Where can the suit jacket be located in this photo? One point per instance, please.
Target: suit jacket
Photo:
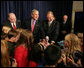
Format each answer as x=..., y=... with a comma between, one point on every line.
x=52, y=31
x=36, y=31
x=7, y=23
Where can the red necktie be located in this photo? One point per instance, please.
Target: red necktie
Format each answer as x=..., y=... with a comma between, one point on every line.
x=14, y=27
x=33, y=25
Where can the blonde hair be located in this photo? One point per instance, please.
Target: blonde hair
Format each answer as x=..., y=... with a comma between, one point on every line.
x=4, y=54
x=73, y=43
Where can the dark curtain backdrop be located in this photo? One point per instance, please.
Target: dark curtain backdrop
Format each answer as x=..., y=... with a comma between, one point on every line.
x=23, y=9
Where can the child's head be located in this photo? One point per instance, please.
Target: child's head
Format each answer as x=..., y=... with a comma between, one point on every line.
x=72, y=42
x=4, y=54
x=52, y=54
x=6, y=29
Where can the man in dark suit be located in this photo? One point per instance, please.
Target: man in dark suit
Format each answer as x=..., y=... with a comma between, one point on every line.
x=65, y=27
x=12, y=22
x=33, y=25
x=51, y=27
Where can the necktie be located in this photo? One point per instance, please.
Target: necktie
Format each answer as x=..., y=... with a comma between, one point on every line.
x=33, y=25
x=14, y=27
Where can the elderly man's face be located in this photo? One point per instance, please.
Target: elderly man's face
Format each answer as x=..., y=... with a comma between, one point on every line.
x=35, y=15
x=49, y=17
x=12, y=18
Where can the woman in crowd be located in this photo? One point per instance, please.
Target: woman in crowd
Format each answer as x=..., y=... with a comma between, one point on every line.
x=5, y=59
x=22, y=49
x=72, y=43
x=80, y=36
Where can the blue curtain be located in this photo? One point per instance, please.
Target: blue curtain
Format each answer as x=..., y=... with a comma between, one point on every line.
x=23, y=9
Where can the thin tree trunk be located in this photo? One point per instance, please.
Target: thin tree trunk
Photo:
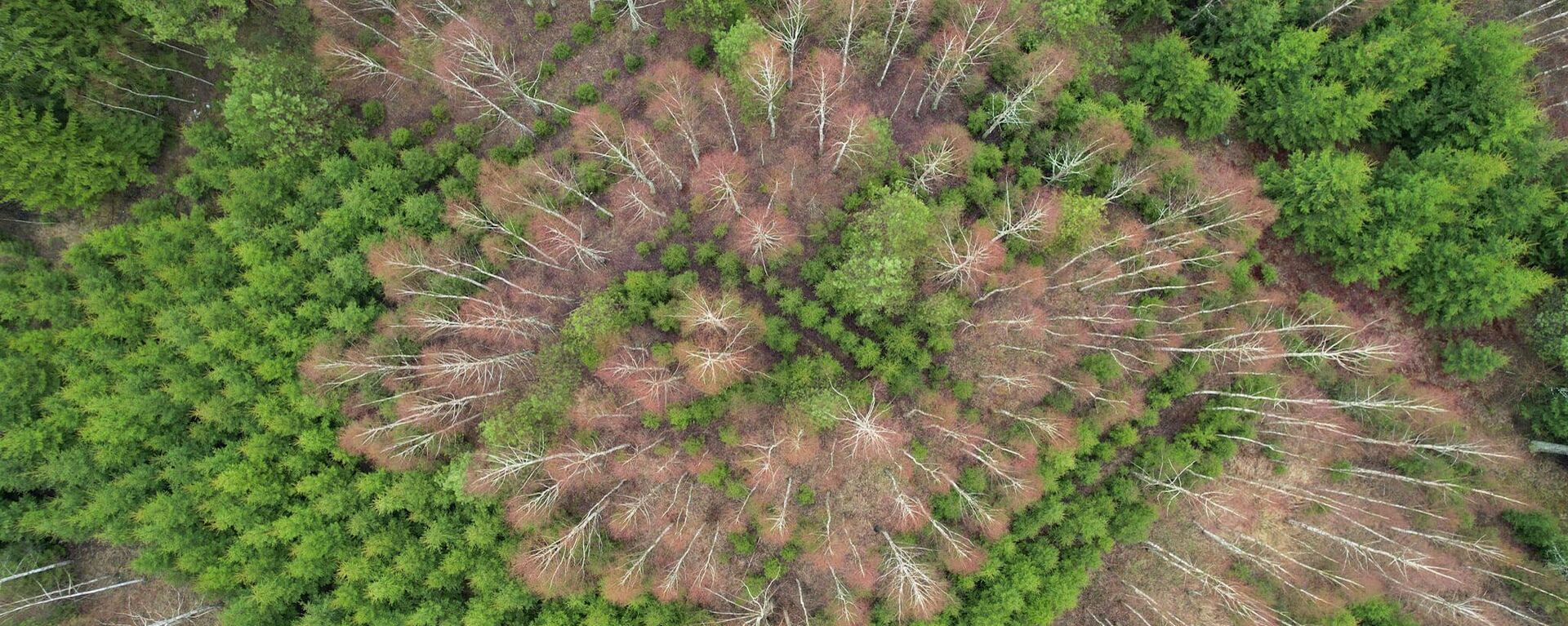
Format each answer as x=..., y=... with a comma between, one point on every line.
x=22, y=575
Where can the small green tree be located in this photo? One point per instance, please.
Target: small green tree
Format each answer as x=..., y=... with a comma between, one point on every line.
x=1471, y=362
x=882, y=248
x=49, y=165
x=1080, y=219
x=281, y=105
x=707, y=16
x=1176, y=80
x=1294, y=107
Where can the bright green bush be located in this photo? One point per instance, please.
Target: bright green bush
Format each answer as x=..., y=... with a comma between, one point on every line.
x=1176, y=80
x=1471, y=362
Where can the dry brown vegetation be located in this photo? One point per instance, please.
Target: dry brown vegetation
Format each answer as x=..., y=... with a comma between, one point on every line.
x=843, y=485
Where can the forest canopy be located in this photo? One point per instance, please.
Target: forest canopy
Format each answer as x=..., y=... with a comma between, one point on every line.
x=780, y=313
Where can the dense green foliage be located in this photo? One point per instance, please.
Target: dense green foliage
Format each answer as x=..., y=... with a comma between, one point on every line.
x=151, y=380
x=1167, y=73
x=1547, y=415
x=1454, y=212
x=73, y=126
x=1043, y=564
x=1542, y=535
x=1548, y=328
x=882, y=246
x=1471, y=362
x=156, y=397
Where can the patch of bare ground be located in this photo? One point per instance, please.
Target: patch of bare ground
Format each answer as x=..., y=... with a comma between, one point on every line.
x=1288, y=535
x=127, y=598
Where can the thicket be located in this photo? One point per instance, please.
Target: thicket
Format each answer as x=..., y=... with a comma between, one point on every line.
x=154, y=397
x=1040, y=568
x=1462, y=215
x=73, y=126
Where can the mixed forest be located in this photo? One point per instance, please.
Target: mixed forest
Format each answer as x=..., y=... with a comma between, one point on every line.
x=1137, y=313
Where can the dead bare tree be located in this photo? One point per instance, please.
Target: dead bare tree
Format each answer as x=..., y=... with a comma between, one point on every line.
x=1019, y=104
x=853, y=135
x=789, y=30
x=765, y=76
x=634, y=11
x=901, y=24
x=916, y=592
x=68, y=590
x=823, y=80
x=960, y=49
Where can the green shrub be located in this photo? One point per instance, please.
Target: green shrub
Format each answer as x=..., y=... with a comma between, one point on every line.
x=675, y=258
x=584, y=33
x=1548, y=330
x=1101, y=366
x=1547, y=415
x=586, y=95
x=632, y=61
x=1471, y=362
x=373, y=113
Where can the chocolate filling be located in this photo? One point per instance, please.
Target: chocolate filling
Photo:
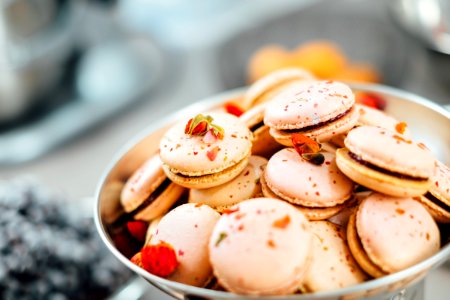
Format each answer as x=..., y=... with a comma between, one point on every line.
x=124, y=218
x=256, y=126
x=376, y=168
x=307, y=128
x=438, y=202
x=161, y=188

++++++

(PROBLEM STATEMENT): Could you copy out every item above word for word, omitting the pictures?

(ANSWER):
Where can the suit jacket be located in this photo? One point per instance, please.
Target: suit jacket
Photo:
Format each answer as x=..., y=... with a comma between, one point on every line.
x=52, y=31
x=36, y=31
x=7, y=23
Where can the red necktie be located in this photo? One point per instance, please.
Target: red necktie
Format each answer as x=..., y=... with a comma between, one point on every line.
x=14, y=27
x=33, y=25
Where can the blonde hair be located in this photo? One point per instance, please.
Target: blonde hair
Format each answer as x=..., y=... with a comma between, one point on every line.
x=4, y=54
x=73, y=43
Where can the dark curtain backdrop be located in this photo? One point per instance, please.
Target: dark curtain backdrop
Format each answer as x=..., y=... with a comma between, one point on every line.
x=23, y=9
Where can the child's head be located in this photo? One point per instance, please.
Target: child's head
Format each answer as x=..., y=... with a comma between, one point on every line.
x=72, y=42
x=4, y=54
x=52, y=54
x=6, y=29
Where can the man in dark suit be located in this photo? One point per instance, please.
Target: man in dark suit
Format each answer as x=..., y=... with a comma between, one point on every line.
x=65, y=27
x=12, y=22
x=33, y=25
x=51, y=27
Where can the necktie be located in this photo? One point per instance, please.
Target: necktie
Format each answer as x=..., y=... with a comma between, one point on every line.
x=33, y=25
x=14, y=27
Where can the elderly man's face be located in this photo? One point per instance, please.
Target: elderly man's face
Format each answer as x=..., y=... with a comma between, one point on every line.
x=35, y=15
x=49, y=17
x=12, y=18
Where can the woman in crowd be located in this photo? One point per instance, please.
Target: woman in crowd
Format each answer as x=..., y=... with a comma between, one point on every line.
x=5, y=59
x=22, y=49
x=72, y=43
x=80, y=36
Where can the blue curtain be located in this photo? One point per instance, please.
Target: blue curtain
Format each answer as x=..., y=... with a comma between, one point on every line.
x=23, y=9
Where can the thin tree trunk be located in this photo? One point per instance, please.
Target: thin tree trunk
Photo:
Format each answer as x=..., y=... with a comma between, one point on every line.
x=22, y=575
Where can the small green tree be located in this photo? One point per instance, please.
Target: small green tree
Format each answer as x=..., y=... with a comma between, one point on every line.
x=1471, y=362
x=882, y=248
x=49, y=165
x=1080, y=219
x=281, y=105
x=707, y=16
x=1176, y=80
x=1294, y=107
Where can the bright green bush be located in this photo? One point per instance, please.
Target: bright green bush
Format each answer as x=..., y=... with a comma between, one point on every line.
x=1176, y=80
x=1471, y=362
Where can the dry brown vegetation be located in this photo? One point per instance, please.
Target: dry brown vegetation
Format each answer as x=..., y=... with a comma between, one point on every line.
x=843, y=485
Where can the forest canopy be located in this photo? One point per instance, please.
Target: forest canopy
Format each answer as x=..., y=... with a comma between, one point on every line.
x=780, y=313
Where can the dense green foliage be located in this photo? One point per instance, please.
Target: dense green foliage
Format each answer as x=..., y=... with a comma between, one point on every line.
x=151, y=380
x=1167, y=73
x=1547, y=415
x=1454, y=212
x=73, y=126
x=1043, y=564
x=1542, y=535
x=1548, y=328
x=882, y=246
x=1471, y=362
x=156, y=397
Where can the patch of bare ground be located in this photo? One point per instance, please.
Target: patch of bare ground
Format each answer as x=..., y=... with a comma between, one point on every line.
x=1288, y=535
x=127, y=598
Where can the thicket be located in this photo? One point per instance, please.
Target: thicket
Format each answer as x=..., y=... with a comma between, one point on every line.
x=154, y=397
x=1040, y=568
x=1462, y=215
x=73, y=126
Where can the mixed forest be located in this photo? One point per instance, please.
Target: mixed forest
Format each answer as x=..., y=... with a comma between, one point on every line.
x=1137, y=313
Where can the dead bare tree be located in this photo? One point per instance, please.
Target: dead bare tree
Format each answer as x=..., y=... with a comma between, one point on every line.
x=1019, y=104
x=853, y=135
x=789, y=30
x=765, y=76
x=634, y=11
x=901, y=24
x=916, y=592
x=68, y=590
x=823, y=80
x=960, y=49
Where can the green shrub be located in this photo? One point per instance, please.
Target: green shrub
Format each answer as x=..., y=... with a comma between, one point on every line.
x=675, y=258
x=584, y=33
x=1548, y=330
x=1101, y=366
x=1547, y=415
x=586, y=95
x=632, y=61
x=1471, y=362
x=373, y=113
Where can the chocolate filling be located in this photo? One point per instance, please.
Target: chocolate filling
Photo:
Format each answer as x=..., y=... with a comma between, one point on every line.
x=124, y=218
x=256, y=126
x=376, y=168
x=307, y=128
x=438, y=202
x=161, y=188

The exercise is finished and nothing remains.